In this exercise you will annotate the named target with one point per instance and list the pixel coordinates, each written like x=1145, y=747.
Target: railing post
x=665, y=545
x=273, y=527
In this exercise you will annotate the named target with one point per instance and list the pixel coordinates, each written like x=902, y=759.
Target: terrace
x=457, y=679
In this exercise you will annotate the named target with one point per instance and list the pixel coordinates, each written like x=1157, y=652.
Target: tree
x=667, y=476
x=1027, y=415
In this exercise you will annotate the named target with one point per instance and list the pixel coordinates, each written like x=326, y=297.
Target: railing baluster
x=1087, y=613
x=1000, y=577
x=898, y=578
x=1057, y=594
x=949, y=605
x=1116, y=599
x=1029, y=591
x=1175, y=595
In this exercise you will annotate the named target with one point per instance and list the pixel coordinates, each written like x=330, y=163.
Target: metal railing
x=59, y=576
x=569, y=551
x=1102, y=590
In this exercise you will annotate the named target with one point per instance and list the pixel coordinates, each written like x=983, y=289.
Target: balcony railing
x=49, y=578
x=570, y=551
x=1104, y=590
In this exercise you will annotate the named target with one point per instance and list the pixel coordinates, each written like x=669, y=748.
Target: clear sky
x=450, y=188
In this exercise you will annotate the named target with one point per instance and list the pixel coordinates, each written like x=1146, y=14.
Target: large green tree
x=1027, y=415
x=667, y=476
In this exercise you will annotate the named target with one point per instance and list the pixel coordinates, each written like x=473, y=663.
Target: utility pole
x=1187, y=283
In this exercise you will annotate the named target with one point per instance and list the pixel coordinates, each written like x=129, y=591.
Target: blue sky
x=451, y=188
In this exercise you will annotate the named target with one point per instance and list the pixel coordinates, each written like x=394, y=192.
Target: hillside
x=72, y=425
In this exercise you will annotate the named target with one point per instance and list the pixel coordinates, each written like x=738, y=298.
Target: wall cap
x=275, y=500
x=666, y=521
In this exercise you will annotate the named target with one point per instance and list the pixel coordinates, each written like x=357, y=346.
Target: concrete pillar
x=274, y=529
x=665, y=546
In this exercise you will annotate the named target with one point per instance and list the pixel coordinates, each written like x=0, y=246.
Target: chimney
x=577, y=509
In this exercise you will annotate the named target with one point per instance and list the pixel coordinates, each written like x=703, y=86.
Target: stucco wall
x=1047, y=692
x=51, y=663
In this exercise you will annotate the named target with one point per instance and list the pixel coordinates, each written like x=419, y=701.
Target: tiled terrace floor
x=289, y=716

::::

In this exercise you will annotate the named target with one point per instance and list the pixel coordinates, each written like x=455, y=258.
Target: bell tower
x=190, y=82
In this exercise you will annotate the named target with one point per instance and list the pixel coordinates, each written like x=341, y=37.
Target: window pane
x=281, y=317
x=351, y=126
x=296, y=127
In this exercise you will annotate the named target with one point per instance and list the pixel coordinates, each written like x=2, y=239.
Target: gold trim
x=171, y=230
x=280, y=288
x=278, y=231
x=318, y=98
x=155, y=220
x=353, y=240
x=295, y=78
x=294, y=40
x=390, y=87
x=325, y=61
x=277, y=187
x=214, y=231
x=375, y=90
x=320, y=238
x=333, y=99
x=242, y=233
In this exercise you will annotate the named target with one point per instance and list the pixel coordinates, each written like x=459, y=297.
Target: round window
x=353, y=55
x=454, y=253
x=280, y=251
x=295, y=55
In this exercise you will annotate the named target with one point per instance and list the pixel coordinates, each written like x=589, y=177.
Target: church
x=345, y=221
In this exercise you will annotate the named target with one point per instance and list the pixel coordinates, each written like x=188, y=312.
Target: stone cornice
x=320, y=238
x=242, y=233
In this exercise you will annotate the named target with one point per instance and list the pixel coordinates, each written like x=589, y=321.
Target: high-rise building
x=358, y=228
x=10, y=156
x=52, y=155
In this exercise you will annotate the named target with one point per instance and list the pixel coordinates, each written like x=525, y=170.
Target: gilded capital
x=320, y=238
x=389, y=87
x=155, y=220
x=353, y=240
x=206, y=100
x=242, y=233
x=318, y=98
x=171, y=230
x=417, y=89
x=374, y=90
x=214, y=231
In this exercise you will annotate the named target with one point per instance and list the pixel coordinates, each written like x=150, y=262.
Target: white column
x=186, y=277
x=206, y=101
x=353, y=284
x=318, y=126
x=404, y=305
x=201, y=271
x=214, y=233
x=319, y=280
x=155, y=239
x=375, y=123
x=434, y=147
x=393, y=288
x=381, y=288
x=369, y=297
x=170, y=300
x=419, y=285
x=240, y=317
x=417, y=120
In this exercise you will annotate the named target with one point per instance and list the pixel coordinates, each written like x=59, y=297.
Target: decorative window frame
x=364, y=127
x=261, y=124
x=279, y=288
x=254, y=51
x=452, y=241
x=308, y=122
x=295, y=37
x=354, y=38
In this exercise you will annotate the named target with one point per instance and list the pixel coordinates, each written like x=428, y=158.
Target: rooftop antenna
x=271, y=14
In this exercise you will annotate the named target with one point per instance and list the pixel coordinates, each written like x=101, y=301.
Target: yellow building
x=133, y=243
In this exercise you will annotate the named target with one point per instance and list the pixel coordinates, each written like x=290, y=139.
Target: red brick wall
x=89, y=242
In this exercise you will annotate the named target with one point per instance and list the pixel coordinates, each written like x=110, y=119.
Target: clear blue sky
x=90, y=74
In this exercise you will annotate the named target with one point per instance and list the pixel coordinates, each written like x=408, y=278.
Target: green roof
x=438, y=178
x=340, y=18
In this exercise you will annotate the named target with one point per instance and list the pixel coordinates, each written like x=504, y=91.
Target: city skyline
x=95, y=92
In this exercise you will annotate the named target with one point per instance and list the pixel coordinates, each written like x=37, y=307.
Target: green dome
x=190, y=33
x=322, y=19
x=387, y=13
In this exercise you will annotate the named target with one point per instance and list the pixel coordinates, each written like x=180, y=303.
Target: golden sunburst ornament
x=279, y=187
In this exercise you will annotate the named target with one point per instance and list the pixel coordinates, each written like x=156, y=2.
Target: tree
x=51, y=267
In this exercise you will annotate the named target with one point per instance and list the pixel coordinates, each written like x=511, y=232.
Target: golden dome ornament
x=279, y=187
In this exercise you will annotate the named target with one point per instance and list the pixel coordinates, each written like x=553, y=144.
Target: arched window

::::

■ Directions ■
In the records above, find the line with "Target: railing baluster"; write out exactly that line and each one after it, stopping after the line with "like x=983, y=289.".

■ Response ■
Target: railing baluster
x=1087, y=613
x=1000, y=577
x=898, y=578
x=1057, y=594
x=949, y=605
x=1116, y=599
x=1029, y=591
x=1175, y=595
In this exercise you will annotate the named target with one point per instance and list the pixel coordinates, each written like x=330, y=163.
Target: metal railing
x=59, y=576
x=569, y=551
x=1102, y=590
In this exercise you will annotate the named target with one point per instance and list the pixel coordinates, each written like x=983, y=289.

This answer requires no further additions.